• WHAT THIS TASK INVOLVES:
Locate each line of the records that contains the word "person", and copy those lines in full.

• Pointing dataset records:
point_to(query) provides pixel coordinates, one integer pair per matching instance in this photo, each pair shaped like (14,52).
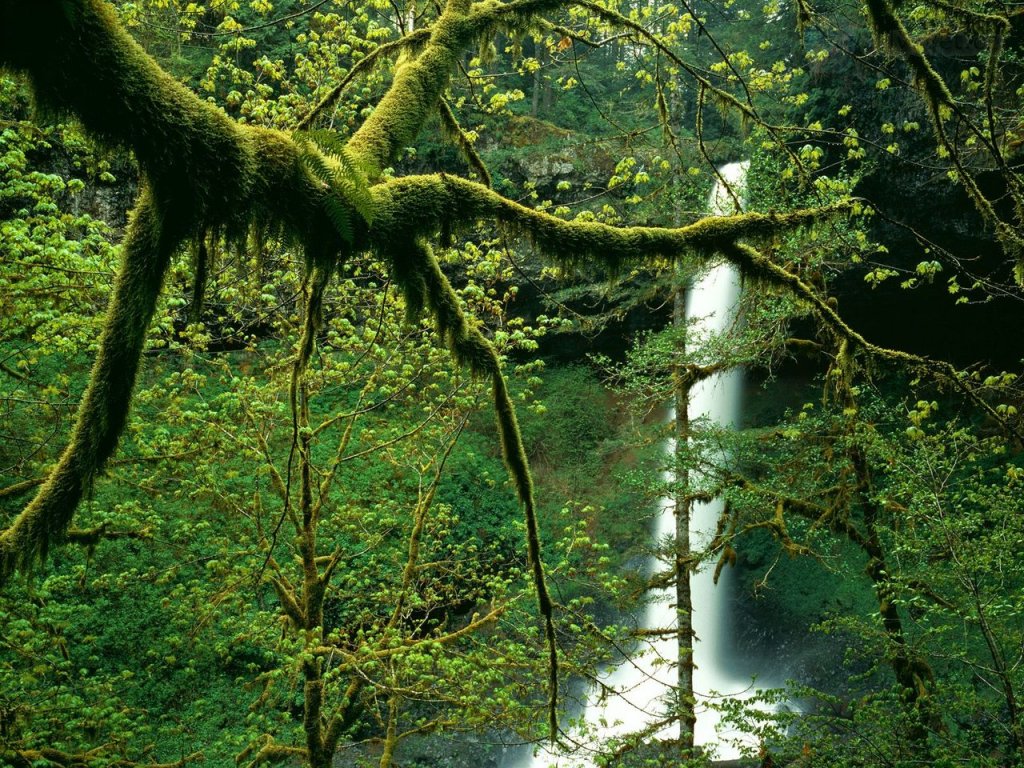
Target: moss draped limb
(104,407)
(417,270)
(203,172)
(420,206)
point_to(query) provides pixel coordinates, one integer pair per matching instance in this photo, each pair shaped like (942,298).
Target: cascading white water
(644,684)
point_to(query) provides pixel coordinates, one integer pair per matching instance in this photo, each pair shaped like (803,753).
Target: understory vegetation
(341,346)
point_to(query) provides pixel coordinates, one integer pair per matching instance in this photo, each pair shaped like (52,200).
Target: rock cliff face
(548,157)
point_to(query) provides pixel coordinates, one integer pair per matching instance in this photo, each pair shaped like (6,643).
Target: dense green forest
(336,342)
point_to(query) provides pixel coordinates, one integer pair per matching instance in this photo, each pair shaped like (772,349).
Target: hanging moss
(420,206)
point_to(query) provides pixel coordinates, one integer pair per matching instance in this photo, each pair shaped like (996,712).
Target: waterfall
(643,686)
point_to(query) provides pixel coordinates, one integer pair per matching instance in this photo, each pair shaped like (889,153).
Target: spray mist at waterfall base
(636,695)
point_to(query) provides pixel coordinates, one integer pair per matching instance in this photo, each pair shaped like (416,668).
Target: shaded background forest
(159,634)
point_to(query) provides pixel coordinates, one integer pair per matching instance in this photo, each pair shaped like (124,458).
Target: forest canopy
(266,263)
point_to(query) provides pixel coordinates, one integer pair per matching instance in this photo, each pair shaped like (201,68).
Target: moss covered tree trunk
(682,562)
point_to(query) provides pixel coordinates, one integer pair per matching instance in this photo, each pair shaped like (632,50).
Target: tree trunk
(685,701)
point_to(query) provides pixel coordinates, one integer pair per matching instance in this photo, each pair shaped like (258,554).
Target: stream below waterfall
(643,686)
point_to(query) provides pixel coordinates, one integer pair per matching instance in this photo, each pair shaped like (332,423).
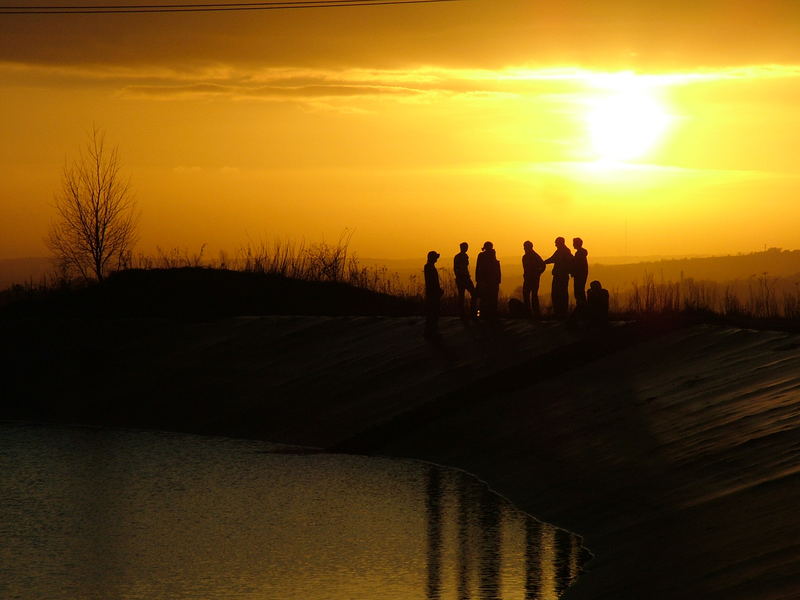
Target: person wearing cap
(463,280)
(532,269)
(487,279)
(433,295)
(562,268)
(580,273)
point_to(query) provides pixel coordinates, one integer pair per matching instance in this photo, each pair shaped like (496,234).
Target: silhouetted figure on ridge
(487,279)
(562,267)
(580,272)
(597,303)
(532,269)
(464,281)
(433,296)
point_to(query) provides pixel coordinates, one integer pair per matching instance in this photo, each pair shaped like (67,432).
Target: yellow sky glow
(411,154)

---

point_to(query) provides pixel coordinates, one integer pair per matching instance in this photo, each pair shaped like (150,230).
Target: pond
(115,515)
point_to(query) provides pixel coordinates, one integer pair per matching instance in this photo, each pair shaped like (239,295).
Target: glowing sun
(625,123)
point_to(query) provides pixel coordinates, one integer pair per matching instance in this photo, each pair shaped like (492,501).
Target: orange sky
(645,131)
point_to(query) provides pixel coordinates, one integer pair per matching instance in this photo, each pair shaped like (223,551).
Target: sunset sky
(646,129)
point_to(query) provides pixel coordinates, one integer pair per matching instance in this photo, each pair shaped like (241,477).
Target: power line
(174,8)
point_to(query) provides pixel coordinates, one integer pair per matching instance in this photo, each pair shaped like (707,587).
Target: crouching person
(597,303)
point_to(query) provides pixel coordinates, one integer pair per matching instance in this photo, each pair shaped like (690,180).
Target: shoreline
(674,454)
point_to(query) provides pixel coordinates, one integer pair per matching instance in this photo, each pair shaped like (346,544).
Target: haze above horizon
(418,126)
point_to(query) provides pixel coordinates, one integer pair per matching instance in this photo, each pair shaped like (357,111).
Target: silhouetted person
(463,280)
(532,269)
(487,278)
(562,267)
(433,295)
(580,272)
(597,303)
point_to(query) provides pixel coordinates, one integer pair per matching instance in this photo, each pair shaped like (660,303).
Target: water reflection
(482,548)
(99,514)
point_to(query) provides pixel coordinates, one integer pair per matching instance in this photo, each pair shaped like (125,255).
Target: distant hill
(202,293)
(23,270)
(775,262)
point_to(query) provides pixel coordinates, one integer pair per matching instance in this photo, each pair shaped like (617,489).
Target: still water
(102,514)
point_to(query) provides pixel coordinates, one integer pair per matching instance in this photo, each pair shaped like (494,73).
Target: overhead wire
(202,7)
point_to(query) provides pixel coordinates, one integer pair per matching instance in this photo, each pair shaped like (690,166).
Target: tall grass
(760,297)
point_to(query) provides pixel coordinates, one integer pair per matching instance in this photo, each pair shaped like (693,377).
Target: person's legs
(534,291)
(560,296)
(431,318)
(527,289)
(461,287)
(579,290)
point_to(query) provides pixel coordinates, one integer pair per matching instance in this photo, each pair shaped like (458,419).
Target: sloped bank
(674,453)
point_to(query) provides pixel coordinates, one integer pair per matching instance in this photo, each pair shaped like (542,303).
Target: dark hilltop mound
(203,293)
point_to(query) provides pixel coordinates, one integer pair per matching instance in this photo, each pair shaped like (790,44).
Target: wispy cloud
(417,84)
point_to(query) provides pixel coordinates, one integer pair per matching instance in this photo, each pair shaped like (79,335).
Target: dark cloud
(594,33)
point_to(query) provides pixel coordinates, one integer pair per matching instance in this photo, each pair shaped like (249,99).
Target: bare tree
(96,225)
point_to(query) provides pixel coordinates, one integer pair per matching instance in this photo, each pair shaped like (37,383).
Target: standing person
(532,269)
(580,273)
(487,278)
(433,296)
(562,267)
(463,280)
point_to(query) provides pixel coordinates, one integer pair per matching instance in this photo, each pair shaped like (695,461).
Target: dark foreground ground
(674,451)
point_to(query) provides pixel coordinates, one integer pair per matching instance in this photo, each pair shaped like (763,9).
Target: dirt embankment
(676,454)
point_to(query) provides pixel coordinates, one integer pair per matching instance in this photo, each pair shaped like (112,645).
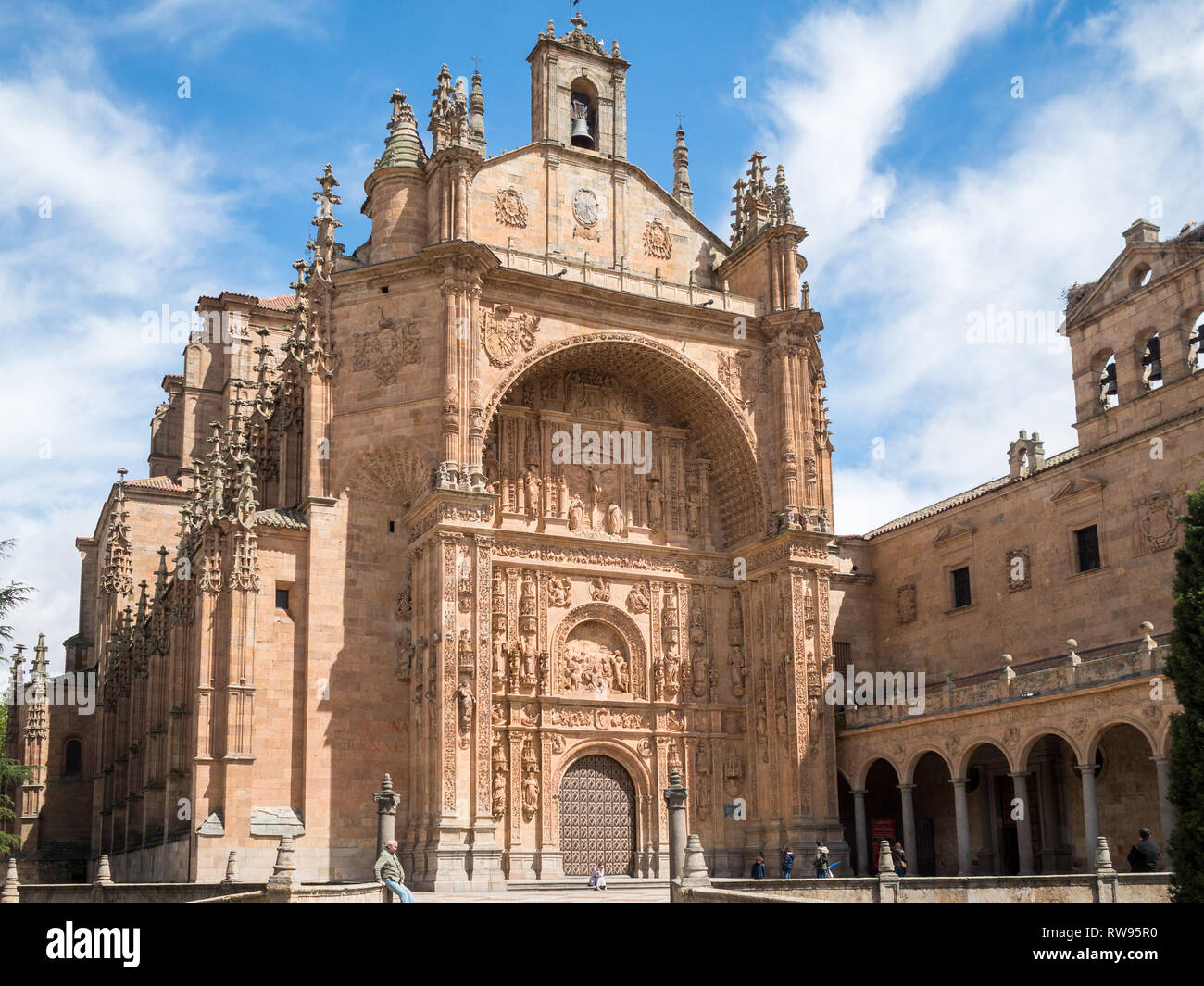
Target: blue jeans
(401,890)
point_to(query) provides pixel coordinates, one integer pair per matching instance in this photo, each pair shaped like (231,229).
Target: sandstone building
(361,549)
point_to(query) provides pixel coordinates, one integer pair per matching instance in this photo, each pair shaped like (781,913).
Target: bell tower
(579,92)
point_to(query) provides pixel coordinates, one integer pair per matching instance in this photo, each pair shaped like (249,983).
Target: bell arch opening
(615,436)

• COMPLETE RESPONSE:
Target: person wearing cap
Target: crouching person
Target: silhouetted person
Target: person's legs
Target: standing person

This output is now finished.